Problem
Repeat exactly, and only, the lines from the one containing "the bollard, where" through the end of the records.

Data rows
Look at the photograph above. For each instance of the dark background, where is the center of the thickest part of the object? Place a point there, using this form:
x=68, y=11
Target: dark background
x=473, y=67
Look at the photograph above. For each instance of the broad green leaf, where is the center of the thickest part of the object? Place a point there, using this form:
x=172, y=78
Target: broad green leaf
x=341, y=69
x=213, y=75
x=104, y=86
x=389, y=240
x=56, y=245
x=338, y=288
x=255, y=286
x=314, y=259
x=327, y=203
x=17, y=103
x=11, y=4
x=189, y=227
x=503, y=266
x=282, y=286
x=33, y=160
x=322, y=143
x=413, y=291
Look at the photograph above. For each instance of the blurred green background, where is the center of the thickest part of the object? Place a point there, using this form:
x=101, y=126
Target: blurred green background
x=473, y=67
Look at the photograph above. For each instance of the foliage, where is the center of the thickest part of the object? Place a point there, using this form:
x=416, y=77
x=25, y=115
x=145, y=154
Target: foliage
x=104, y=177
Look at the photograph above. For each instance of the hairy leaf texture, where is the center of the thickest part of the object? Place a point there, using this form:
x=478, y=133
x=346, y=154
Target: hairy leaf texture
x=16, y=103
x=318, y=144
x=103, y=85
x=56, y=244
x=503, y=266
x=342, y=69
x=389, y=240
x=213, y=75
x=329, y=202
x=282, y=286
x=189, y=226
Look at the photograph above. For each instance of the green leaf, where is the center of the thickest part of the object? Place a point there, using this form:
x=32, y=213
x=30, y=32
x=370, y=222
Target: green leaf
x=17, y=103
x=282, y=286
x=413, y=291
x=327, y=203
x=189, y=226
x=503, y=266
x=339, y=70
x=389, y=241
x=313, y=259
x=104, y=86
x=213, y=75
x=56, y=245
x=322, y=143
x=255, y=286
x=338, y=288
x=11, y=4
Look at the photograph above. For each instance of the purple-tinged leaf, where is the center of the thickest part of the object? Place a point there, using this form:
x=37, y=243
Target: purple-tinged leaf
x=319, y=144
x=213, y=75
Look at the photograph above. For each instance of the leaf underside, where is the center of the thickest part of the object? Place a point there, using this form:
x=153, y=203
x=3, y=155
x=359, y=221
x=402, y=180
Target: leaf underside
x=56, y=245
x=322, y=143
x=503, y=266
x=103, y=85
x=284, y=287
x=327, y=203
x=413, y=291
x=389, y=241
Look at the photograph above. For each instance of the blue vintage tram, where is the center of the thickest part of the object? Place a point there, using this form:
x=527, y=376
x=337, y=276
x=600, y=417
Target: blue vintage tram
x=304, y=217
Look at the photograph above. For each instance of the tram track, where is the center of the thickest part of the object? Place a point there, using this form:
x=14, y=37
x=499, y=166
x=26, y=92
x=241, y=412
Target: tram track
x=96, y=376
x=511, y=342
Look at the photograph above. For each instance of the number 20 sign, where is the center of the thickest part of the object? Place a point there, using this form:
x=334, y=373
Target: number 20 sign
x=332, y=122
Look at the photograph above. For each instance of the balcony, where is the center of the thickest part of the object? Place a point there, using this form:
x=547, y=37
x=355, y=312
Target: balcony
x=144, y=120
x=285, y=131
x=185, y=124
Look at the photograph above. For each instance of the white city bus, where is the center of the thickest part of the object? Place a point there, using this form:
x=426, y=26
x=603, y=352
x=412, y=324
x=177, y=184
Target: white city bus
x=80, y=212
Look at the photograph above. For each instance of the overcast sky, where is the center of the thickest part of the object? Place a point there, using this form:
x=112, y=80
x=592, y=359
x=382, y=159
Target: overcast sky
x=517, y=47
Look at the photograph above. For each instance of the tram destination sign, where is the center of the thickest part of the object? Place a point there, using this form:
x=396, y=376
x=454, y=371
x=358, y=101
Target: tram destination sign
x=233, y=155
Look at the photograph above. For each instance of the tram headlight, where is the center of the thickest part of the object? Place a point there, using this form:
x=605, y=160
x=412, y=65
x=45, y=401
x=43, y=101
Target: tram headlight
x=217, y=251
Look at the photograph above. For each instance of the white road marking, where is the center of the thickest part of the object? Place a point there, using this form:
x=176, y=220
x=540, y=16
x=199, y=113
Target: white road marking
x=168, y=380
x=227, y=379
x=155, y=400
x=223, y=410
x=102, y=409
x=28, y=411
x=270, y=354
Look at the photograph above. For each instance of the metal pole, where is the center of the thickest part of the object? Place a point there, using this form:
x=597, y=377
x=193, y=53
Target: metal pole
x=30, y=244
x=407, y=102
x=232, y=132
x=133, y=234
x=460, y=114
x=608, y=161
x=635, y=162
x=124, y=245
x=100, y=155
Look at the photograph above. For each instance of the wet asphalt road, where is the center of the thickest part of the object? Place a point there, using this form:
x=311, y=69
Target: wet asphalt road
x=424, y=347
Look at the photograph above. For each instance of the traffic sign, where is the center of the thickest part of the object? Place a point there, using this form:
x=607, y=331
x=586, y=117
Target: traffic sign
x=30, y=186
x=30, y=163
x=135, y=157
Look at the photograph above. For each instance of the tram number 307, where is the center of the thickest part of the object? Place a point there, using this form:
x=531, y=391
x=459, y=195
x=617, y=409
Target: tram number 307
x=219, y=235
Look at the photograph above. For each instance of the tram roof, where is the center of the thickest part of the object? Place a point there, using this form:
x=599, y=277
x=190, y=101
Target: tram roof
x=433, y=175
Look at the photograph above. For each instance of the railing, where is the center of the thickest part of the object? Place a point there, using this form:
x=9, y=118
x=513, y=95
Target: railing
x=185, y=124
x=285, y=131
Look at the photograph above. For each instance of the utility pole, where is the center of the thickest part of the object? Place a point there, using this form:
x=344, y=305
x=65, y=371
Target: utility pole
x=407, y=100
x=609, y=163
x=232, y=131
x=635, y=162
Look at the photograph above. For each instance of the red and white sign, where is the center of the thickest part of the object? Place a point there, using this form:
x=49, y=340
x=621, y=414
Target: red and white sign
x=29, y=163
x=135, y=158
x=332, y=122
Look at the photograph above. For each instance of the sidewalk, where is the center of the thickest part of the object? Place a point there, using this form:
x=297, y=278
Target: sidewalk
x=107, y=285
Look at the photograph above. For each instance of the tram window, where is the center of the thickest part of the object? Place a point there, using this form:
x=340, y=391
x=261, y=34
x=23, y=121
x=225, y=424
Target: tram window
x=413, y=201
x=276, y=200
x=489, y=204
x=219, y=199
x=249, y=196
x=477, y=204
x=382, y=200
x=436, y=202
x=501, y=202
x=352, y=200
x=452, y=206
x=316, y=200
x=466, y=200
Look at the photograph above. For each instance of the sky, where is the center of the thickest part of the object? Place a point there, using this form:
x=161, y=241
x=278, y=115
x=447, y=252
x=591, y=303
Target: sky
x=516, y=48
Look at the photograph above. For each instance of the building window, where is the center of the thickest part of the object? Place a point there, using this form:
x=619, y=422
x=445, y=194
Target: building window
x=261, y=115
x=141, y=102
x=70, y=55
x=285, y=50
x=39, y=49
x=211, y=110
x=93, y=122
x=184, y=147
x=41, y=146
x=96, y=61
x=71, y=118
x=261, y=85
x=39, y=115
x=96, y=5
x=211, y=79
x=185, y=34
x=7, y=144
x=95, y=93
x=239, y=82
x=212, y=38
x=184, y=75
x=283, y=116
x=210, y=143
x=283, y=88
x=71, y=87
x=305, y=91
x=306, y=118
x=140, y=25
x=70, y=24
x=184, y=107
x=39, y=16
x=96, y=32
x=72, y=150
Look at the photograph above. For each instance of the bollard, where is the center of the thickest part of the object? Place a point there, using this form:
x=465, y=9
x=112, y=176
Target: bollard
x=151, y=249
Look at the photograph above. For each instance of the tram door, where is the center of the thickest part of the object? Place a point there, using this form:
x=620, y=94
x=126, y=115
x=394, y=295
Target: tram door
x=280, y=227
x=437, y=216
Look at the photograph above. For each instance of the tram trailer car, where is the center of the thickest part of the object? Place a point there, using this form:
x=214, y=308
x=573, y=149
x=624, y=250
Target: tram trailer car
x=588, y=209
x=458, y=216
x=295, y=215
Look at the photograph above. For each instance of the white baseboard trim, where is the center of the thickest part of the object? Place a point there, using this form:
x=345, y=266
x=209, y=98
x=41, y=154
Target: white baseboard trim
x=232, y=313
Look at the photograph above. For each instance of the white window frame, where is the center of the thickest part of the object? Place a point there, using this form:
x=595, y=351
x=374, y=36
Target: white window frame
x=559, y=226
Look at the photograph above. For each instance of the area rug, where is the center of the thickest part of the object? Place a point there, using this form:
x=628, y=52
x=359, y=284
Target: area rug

The result
Look at the photograph above. For each instance of the bollard, where is the center of the thickest part of the object? Place a point there, using this form:
x=465, y=9
x=112, y=176
Target: bollard
x=151, y=249
Look at the photograph above. For each instance of the tram door, where is the center of the thickest part of the object? Place a point there, using this form:
x=620, y=94
x=126, y=115
x=394, y=295
Target: tram door
x=280, y=227
x=437, y=216
Look at the photograph above. For each instance of the tram trailer car, where is the center of the thickest part of the object? Place a point there, using this form:
x=214, y=308
x=573, y=149
x=624, y=250
Target: tram trailer car
x=588, y=209
x=458, y=216
x=295, y=215
Look at the photograph above. For each instance of the white baseboard trim, where is the center of the thickest part of the object? Place a point there, using this form:
x=345, y=266
x=209, y=98
x=41, y=154
Target: white baseboard trim
x=232, y=313
Look at the photograph above. For each instance of the white window frame, where is the center of the thickest part of the object? Place a point there, using this form:
x=595, y=351
x=374, y=36
Target: white window frame
x=559, y=226
Look at the photograph above. For each instance of the area rug, where is the center of the thickest part of the object? Place a point there, using this form:
x=628, y=52
x=359, y=284
Target: area rug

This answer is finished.